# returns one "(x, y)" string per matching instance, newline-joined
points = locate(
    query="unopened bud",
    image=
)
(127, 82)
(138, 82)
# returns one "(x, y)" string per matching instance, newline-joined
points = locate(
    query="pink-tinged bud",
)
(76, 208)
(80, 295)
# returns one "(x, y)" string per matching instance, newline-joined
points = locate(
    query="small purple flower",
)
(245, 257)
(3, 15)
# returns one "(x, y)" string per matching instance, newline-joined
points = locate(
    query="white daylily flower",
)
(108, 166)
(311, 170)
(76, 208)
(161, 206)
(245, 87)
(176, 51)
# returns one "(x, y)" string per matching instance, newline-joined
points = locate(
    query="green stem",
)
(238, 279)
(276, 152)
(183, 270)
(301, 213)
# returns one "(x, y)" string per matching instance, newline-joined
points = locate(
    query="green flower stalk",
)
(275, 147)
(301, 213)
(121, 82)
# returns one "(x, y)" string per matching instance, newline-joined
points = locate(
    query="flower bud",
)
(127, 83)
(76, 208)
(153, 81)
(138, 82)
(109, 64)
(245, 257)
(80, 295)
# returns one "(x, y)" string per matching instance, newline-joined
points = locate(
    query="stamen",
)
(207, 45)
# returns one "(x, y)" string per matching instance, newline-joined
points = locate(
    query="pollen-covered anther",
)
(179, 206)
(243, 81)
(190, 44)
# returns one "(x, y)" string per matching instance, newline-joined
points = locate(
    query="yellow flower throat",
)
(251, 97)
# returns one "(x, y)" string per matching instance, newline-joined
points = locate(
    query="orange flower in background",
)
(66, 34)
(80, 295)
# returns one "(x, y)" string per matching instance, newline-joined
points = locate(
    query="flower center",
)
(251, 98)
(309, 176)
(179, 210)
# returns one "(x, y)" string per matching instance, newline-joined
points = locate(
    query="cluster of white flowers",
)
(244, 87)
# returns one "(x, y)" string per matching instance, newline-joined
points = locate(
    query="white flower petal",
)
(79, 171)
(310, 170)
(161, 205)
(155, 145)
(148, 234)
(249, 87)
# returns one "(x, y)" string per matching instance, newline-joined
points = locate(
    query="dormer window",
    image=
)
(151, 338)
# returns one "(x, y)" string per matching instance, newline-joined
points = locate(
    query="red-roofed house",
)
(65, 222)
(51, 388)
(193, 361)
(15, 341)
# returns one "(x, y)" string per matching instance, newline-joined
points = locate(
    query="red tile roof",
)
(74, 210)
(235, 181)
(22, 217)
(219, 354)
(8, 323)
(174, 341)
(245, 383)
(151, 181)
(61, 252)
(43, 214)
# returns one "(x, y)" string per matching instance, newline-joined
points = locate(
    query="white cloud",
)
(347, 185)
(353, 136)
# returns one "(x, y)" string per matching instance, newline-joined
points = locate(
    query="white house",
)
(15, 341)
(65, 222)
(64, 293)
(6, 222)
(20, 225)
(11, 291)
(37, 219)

---

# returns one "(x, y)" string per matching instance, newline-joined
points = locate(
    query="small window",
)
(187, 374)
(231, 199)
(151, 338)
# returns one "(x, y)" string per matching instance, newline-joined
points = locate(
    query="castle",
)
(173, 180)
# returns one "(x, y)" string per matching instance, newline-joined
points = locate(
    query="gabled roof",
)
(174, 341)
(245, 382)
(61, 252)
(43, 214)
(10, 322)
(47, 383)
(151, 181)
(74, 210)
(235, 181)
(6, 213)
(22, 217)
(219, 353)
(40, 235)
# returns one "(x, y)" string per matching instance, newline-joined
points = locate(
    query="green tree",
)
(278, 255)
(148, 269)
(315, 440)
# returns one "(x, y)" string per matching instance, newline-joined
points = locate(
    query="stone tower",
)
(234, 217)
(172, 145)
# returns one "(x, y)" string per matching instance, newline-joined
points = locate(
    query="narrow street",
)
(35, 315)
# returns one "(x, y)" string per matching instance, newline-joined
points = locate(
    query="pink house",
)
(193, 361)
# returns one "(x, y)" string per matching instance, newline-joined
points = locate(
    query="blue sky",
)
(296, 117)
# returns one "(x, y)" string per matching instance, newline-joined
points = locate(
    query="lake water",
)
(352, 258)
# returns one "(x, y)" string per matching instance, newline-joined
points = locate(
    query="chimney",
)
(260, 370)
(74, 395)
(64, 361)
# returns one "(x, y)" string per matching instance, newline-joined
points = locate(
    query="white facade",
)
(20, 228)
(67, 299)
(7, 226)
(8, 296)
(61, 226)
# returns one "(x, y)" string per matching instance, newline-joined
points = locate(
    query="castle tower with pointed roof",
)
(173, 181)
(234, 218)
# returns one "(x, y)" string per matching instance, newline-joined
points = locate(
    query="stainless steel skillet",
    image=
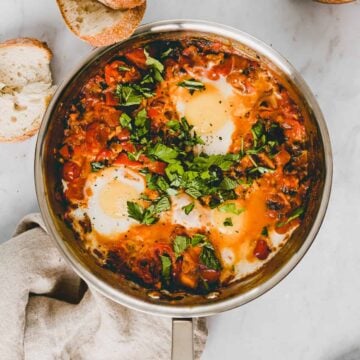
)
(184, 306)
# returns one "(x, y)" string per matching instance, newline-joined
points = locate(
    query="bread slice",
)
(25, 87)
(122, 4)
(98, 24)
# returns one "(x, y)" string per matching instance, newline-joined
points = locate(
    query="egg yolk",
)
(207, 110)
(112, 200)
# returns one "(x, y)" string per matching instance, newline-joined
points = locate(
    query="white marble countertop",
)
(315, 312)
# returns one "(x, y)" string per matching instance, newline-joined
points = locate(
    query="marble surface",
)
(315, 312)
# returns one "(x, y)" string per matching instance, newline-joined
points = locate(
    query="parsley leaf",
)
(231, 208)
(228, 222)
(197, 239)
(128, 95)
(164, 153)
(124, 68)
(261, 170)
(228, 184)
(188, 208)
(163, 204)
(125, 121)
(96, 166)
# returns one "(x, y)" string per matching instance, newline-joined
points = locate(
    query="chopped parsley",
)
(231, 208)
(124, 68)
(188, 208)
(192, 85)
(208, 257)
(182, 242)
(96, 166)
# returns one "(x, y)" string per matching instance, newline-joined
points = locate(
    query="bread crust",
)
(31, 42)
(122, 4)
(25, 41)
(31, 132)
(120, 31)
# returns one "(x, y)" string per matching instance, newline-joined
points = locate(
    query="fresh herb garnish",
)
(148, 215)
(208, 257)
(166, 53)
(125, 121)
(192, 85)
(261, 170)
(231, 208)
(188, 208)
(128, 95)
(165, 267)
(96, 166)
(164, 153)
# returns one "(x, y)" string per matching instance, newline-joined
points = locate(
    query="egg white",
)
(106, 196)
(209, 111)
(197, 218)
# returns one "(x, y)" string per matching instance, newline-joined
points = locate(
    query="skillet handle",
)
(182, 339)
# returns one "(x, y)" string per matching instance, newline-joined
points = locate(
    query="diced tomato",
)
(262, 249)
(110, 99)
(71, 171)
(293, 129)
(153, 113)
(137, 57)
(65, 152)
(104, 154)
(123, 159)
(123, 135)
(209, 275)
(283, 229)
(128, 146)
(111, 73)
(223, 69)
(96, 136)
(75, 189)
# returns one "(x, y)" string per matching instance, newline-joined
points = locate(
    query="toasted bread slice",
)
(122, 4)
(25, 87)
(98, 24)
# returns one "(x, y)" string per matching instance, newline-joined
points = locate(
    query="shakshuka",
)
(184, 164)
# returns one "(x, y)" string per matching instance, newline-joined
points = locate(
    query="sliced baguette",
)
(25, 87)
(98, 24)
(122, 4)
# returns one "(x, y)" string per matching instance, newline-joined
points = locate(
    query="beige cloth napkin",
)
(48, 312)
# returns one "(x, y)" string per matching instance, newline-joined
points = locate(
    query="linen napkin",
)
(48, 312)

==

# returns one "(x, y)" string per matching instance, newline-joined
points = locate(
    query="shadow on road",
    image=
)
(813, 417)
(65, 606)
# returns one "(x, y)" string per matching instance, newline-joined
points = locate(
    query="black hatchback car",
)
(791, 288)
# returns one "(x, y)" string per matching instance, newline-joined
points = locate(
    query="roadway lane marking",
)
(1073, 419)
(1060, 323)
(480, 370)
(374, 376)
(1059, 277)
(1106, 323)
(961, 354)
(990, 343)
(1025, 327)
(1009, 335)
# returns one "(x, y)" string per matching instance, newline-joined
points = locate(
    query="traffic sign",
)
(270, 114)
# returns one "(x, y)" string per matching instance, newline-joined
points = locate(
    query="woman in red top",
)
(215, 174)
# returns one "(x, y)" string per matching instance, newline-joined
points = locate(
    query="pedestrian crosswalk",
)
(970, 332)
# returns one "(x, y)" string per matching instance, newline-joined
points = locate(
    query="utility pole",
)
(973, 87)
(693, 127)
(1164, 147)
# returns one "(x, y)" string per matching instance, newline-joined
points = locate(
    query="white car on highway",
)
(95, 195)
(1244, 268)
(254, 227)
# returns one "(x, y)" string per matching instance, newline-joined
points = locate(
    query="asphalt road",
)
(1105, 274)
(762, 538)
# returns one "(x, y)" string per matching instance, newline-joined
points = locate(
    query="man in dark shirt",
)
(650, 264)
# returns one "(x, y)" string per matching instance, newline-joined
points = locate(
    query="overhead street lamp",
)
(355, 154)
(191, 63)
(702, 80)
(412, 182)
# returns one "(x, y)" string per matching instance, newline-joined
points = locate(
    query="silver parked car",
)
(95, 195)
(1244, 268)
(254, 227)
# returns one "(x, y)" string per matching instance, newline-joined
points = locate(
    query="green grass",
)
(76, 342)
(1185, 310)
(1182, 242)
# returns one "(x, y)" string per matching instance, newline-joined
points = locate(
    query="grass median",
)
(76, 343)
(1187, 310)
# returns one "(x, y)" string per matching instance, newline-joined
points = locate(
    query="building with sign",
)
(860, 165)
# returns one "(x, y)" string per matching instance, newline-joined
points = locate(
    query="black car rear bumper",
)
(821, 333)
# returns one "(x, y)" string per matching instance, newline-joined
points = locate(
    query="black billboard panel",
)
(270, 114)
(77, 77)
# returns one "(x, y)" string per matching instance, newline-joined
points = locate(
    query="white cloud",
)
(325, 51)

**TASK DIRECTIONS:** Find every line in the rows above that contains the word "house", and copy each of those lines out.

**RESULT FOR THIS EXERCISE:**
    query="red-roofed house",
    query="white house",
    query="pink house",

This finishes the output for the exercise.